- [Exercise goal]
Please copy out the material below word for word, leaving the pictures out of your copy.

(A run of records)
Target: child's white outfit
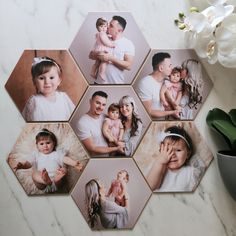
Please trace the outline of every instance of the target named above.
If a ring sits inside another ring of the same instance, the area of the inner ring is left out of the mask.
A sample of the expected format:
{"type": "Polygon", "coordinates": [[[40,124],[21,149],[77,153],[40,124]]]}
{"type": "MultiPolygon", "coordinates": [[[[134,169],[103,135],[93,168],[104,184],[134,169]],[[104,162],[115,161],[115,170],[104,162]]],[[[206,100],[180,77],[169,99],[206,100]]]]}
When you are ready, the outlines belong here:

- [Reply]
Target: child's white outfit
Please trace the outline of every instance of the target named above.
If a ring sits inside another ring of the same instance, the area of the inner ring is left out of the mask.
A sample of the expected format:
{"type": "Polygon", "coordinates": [[[40,124],[21,149],[77,153],[40,124]]]}
{"type": "MultiPolygon", "coordinates": [[[[134,169],[103,135],[93,168],[104,184],[134,169]],[[104,162],[115,161],[115,170],[104,162]]],[[[206,100],[180,77],[169,99],[206,100]]]]}
When you are ready, the outlines belong here:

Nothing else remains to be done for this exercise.